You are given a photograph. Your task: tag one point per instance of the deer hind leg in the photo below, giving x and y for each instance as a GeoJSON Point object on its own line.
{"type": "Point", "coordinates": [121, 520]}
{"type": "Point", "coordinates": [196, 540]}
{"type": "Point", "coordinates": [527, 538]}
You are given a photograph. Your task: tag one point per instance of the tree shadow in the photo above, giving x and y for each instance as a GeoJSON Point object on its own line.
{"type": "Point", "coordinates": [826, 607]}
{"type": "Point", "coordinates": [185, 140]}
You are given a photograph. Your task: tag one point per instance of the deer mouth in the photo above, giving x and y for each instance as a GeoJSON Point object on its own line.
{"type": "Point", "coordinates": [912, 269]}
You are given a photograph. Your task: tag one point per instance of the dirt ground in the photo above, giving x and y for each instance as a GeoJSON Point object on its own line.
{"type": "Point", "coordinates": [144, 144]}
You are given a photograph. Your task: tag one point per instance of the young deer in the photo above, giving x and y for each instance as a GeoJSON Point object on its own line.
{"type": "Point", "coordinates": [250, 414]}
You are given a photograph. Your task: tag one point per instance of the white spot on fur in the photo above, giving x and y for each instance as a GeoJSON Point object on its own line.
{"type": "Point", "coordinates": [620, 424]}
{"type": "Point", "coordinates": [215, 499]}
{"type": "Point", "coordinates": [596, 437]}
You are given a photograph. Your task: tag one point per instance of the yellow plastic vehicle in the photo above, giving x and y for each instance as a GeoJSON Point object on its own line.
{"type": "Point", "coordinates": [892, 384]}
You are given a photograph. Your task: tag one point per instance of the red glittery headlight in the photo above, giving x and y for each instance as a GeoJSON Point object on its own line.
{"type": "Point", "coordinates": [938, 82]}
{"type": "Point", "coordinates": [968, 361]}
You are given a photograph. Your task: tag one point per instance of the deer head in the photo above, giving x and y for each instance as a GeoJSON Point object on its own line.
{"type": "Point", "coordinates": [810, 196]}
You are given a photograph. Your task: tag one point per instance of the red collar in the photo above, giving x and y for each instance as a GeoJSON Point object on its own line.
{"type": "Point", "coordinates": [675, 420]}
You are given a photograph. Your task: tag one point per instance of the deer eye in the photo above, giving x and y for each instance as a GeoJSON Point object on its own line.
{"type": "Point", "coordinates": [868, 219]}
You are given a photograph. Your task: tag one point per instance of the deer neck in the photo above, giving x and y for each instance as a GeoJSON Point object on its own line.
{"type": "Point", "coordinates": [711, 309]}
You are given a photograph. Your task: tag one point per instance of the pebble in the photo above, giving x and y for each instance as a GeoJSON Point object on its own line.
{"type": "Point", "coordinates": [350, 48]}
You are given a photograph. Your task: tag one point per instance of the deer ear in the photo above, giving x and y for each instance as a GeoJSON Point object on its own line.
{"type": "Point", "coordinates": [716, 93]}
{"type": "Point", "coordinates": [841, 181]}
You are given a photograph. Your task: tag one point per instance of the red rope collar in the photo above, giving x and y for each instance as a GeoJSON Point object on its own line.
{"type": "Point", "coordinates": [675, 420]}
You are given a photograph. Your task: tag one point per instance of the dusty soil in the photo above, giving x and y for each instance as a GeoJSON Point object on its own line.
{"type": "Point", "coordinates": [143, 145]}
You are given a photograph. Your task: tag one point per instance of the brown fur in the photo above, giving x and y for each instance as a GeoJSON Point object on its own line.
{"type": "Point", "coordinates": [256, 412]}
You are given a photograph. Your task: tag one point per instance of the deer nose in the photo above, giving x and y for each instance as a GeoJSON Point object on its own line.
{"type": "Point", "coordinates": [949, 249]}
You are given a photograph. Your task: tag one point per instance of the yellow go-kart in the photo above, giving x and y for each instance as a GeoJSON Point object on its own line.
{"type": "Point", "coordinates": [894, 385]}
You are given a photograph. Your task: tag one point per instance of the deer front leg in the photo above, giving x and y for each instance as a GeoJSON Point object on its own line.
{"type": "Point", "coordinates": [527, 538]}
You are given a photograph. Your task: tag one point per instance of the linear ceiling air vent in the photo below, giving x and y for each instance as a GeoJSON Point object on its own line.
______
REQUIREMENT
Restate the records from above exactly as they read.

OUTPUT FOR THIS EXERCISE
You are given a photograph. Your task: tag one point per instance of the deer hind leg in the photo below, giving x and y for each instance as a GeoJSON Point object on its own line.
{"type": "Point", "coordinates": [121, 520]}
{"type": "Point", "coordinates": [196, 540]}
{"type": "Point", "coordinates": [527, 538]}
You are given a photograph. Your task: tag one point per instance of the tree shadow in the photo above, giving x and y for each instance as a GeoJSON Point object on its own line.
{"type": "Point", "coordinates": [826, 607]}
{"type": "Point", "coordinates": [185, 140]}
You are given a photograph. Your task: tag one point per instance of the deer mouth in the photo above, giving x and y for each instance as a GeoJSON Point object on its own line.
{"type": "Point", "coordinates": [912, 269]}
You are given a photograph. Your task: tag one point per instance of the dirt ground in the photo above, giving x and y for each instance as a GeoJSON Point object on its own line.
{"type": "Point", "coordinates": [144, 144]}
You are given a photograph. Your task: tag one point per instance of the young deer in the photo above, giving x and y for each instance as a GeoJSON Point object on its own line.
{"type": "Point", "coordinates": [250, 414]}
You are given a photograph. Your task: tag one point per instance of the white spot on fur in the photo above, giving x and y for each instance as a GeoJSON Point object on its own line.
{"type": "Point", "coordinates": [620, 424]}
{"type": "Point", "coordinates": [215, 499]}
{"type": "Point", "coordinates": [596, 437]}
You are given a photograph. Your task: tag one point per instance of the yellow plastic vehicle in the photo above, giving x and y for each instance as a GeoJSON Point object on its own line.
{"type": "Point", "coordinates": [892, 384]}
You are given a photograph. Your task: tag one point per instance of the red glittery headlight in the photo above, giving x and y for each instance as a GeoJSON Point object on its own line.
{"type": "Point", "coordinates": [938, 82]}
{"type": "Point", "coordinates": [968, 361]}
You are given a photograph. Your task: tag one point per instance of the deer head in the photo above, giving x and y for each instance as a GeoJSON Point object on its own line.
{"type": "Point", "coordinates": [810, 196]}
You are given a photograph. Your task: tag one point per instance of the red collar in the photo above, giving x and y for each instance as a GeoJSON Point object on its own line.
{"type": "Point", "coordinates": [675, 420]}
You are given a photograph. Your task: tag one point per instance of the deer eye in the photo above, giving x and y for each instance as a GeoJSON Point object on its own line.
{"type": "Point", "coordinates": [868, 219]}
You are given a photograph. Your task: tag one point per instance of the deer neck in the photo above, giving x and y for each instance as a GeoJSON Point object on its own line.
{"type": "Point", "coordinates": [711, 309]}
You are given a photograph. Your task: tag one point per instance of the pebble in the photo above, giving x and y for each instance as a GeoJSON Point object on its own line.
{"type": "Point", "coordinates": [350, 48]}
You are given a photograph. Your task: tag one point per instance of the deer ear in the photo above, giving x and y for each instance as a GeoJSON Point object on its own line.
{"type": "Point", "coordinates": [716, 93]}
{"type": "Point", "coordinates": [841, 181]}
You are given a photograph. Your task: tag one point per instance of the red rope collar in the photo above, giving x and y for each instance as a GeoJSON Point object on its own line.
{"type": "Point", "coordinates": [675, 420]}
You are given a photograph. Your task: tag one point per instance of the dusty soil in the photo above, giving x and y for each instance as a GeoJSON Point object on its own line.
{"type": "Point", "coordinates": [143, 145]}
You are given a photograph. Your task: tag one point per instance of the brown fur in the photo above, giving x and y for each instance as a GeoJSON Point object on its own line.
{"type": "Point", "coordinates": [256, 412]}
You are given a photograph. Your task: tag one point per instance of the deer nose in the photo above, giving x and y for each instance as a GeoJSON Point object on its own line.
{"type": "Point", "coordinates": [949, 249]}
You are given a photograph. Your task: tag one point per instance of the yellow go-kart in the photo above, giving x and y for each instance as a GeoJSON Point object on its own line.
{"type": "Point", "coordinates": [894, 385]}
You are given a photograph. Your task: tag one point per instance of the deer front leg in the photo above, giving x and y for each instance as a GeoJSON Point object on its own line.
{"type": "Point", "coordinates": [527, 538]}
You are given a photograph. Your task: tag one point per instance of the linear ceiling air vent in the photo below, giving x and y for each instance as a GeoJSON Point object on its own line.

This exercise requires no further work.